READING TEXT START
Vertical Data Partitioning

As you know, a database in SQL Server consists of 8KB pages, and a row cannot span across multiple pages. Therefore, the total number of rows on a page depends on the width of a table. This means the wider the table, the fewer the number of rows per page. You can achieve significant performance gains increasing the number of rows per page, which in turn reduces the number of I/Os on the table. Vertical splitting is a method of reducing the width of a table by splitting the columns of a table into multiple tables. Usually, all frequently used columns are kept in one table and others are kept in the other table. This way, more records can be accommodated per page, fewer I/Os are generated, and more data can be cached into SQL Server memory. Figure 39.2 illustrates a vertically partitioned table. The frequently accessed columns of the authors table are stored in the author_primary table, whereas less frequently used columns are stored in the author_secondary table.

Figure 39.2. Vertical partitioning of data.
READING TEXT END
DATASET CONTENT START
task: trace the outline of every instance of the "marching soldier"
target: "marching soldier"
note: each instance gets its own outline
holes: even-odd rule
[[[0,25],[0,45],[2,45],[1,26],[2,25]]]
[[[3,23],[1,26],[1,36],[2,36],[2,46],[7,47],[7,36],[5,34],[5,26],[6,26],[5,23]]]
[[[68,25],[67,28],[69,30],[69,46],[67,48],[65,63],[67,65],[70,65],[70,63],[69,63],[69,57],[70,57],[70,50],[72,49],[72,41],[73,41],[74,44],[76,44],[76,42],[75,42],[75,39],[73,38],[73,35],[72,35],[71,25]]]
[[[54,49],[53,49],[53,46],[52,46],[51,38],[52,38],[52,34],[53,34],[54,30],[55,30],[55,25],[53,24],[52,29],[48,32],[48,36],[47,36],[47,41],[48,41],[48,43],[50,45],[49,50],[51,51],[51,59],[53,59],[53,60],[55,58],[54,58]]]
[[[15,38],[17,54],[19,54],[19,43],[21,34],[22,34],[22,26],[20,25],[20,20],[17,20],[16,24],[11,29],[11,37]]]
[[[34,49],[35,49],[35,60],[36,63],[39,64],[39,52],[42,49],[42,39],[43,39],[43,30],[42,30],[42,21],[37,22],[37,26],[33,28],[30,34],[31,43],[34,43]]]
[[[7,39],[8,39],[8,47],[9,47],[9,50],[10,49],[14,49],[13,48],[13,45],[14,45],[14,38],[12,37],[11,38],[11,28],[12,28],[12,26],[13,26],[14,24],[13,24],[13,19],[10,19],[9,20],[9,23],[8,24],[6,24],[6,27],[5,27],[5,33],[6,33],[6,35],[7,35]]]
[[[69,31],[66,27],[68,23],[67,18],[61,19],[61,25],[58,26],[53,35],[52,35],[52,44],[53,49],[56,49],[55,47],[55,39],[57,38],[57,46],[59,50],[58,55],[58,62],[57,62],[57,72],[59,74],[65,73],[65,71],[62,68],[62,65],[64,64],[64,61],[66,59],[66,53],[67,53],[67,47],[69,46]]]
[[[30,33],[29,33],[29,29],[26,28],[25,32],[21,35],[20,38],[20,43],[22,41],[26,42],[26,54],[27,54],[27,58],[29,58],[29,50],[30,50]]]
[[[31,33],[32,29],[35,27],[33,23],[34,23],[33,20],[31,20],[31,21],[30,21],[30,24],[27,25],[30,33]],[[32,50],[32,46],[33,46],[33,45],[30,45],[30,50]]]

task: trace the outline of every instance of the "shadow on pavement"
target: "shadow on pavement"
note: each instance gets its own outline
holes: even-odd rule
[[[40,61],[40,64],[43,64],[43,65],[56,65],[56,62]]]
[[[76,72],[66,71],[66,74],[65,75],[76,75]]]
DATASET CONTENT END
▶ [THINGS TO DO]:
1. Decide whether each statement agrees with the text on vertical data partitioning, answering yes or no and quoting the deciding words: (a) A row in SQL Server can span across multiple pages. (b) Vertical splitting reduces a table's width by splitting its columns into multiple tables. (c) In Figure 39.2, the less frequently used columns of the authors table are stored in the author_primary table.
2. Continue the text on vertical data partitioning from where it stops.

▶ [SOLVED TASKS]:
1.
(a) No: "a row cannot span across multiple pages."
(b) Yes: "Vertical splitting is a method of reducing the width of a table by splitting the columns of a table into multiple tables."
(c) No: "whereas less frequently used columns are stored in the author_secondary table."

2.
graphics/39fig02.gif

TIP

Make the decision to split data very carefully, especially when the system is already in production. Changing the data structure might have a system-wide impact on a large number of queries that reference the old definition of the object. In such cases, to minimize risks, SQL Server views can be effective in hiding the vertical partitioning of data. Also, if you find that users and developers are frequently joining between the vertically split tables because they need to pull data together from both tables, you might want to reconsider the split point or the splitting of the table itself. Frequent joins between split tables with smaller rows will require more I/Os to retrieve the same data than if the data resided in a single table with wider rows.

Performance Implications of Zero to One Relationships

Suppose that one of the development managers in your company, Bob, approaches you to discuss some database schema changes. He is one of several managers whose groups all use the central User table in your database. Bob's application makes use of about 5 percent of the users in the User table. Bob has a requirement to track five yes/no/undecided flags associated with those users. He would like you to add five, one-character columns to the user table to track this information. What do you tell Bob?

Bob has a classic zero-to-one problem. He has some data he needs to track, but it applies to only a small subset of the data in the table. You can approach this problem in one of three ways:

Option one: Add the columns to the User table?95 percent of your users will have NULL values in those columns, and the table will become wider for everybody.
Option two: Create a new table with a vertical partition of the User table?The new table will contain the User primary key and Bob's five flags. 95 percent of your users still have NULL data in the new table, but the User table is safe from the effects of this. Because other groups don't need to use the new partition table, this is a nice compromise.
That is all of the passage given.